_Document source_.
□ □ □ □
Les sociétés WAGO soutiennent que la société WAGO Holding est titulaire de droit d'auteur sur les connecteurs ; que ceux-ci sont éligibles à la protection par le droit d'auteur du fait de leur originalité, laquelle n'est nullement exclue en raison du fait qu'il s'agit de créations industrielles devant répondre à certaines exigences techniques ; que d'autres caractéristiques de ces connecteurs ont en effet été spécifiquement choisies dans un but d'amélioration de l'aspect esthétique du produit (boîtier intégralement transparent et compact ; leviers de couleur fluorescente etc.) ; que ces caractéristiques relèvent d'un parti pris esthétique et sont dès lors originales ; que la société MIIDEX, aujourd'hui POLYNIX, a commis des actes de contrefaçon de droits d'auteur en reproduisant les caractéristiques essentielles des connecteurs.
□ □ □ □
_Consigne donnée a_. Reformulez sous forme de liste le paragraphe du document source qui commence par « Les sociétés WAGO soutiennent », en gardant ses faits principaux.

[Entrées de pointage d'objets nommés]
□ □ □ □
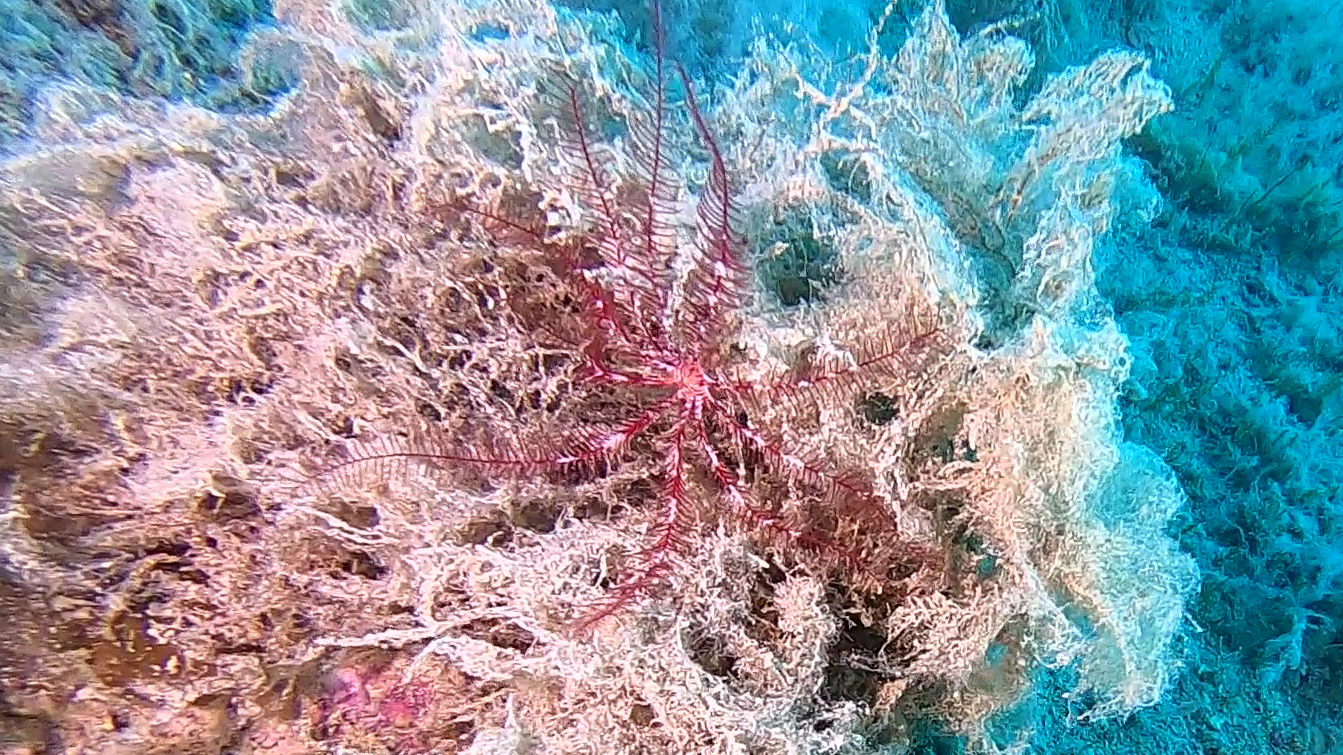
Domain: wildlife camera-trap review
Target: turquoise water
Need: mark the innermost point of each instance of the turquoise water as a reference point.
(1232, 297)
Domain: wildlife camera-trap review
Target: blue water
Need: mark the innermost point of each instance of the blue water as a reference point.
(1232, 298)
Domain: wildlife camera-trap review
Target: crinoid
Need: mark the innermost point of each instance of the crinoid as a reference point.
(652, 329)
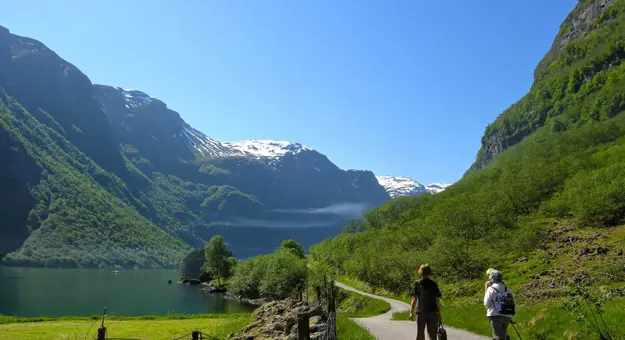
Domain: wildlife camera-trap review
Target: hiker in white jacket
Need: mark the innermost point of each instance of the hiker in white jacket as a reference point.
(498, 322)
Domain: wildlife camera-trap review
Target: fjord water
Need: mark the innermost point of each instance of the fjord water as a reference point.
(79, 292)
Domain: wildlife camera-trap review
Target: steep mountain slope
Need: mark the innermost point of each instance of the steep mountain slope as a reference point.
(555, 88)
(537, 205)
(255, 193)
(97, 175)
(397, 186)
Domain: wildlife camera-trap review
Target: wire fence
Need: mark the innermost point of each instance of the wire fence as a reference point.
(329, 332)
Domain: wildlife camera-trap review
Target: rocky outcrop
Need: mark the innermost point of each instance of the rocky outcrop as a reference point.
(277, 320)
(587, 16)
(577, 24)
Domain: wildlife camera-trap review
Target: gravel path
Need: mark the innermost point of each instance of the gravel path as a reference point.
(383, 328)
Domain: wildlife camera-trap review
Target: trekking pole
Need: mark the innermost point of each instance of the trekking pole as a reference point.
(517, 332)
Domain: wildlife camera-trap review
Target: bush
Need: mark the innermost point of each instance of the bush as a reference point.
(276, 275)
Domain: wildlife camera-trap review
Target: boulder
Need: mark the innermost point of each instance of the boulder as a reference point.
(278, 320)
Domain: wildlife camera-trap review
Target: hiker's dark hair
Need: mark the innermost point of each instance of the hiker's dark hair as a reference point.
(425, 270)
□ □ □ □
_Consigne donnée b_. Dans les enregistrements, réécrivez les lignes en partant du début et en terminant par la ligne qui contient « (1232, 297) », cette ligne comprise. Substituez « teal water » à « turquoise water » sans rien modifier d'autre, et n'incluez pas les images dans votre réponse.

_Solution proposée a_.
Les sociétés WAGO soutiennent que :
- la société WAGO Holding est titulaire du droit d'auteur sur les connecteurs ;
- ces connecteurs peuvent être protégés par le droit d'auteur grâce à leur originalité, qui n'est pas exclue du fait qu'il s'agit de créations industrielles soumises à certaines exigences techniques ;
- d'autres caractéristiques ont été choisies spécialement pour améliorer l'aspect esthétique du produit (boîtier intégralement transparent et compact, leviers de couleur fluorescente, etc.), ce qui relève d'un parti pris esthétique et les rend originales ;
- la société MIIDEX, aujourd'hui POLYNIX, a commis des actes de contrefaçon de droits d'auteur en reproduisant les caractéristiques essentielles des connecteurs.

_Solution proposée b_.
Domain: wildlife camera-trap review
Target: teal water
Need: mark the innermost point of each instance of the teal water as a reference point.
(1232, 297)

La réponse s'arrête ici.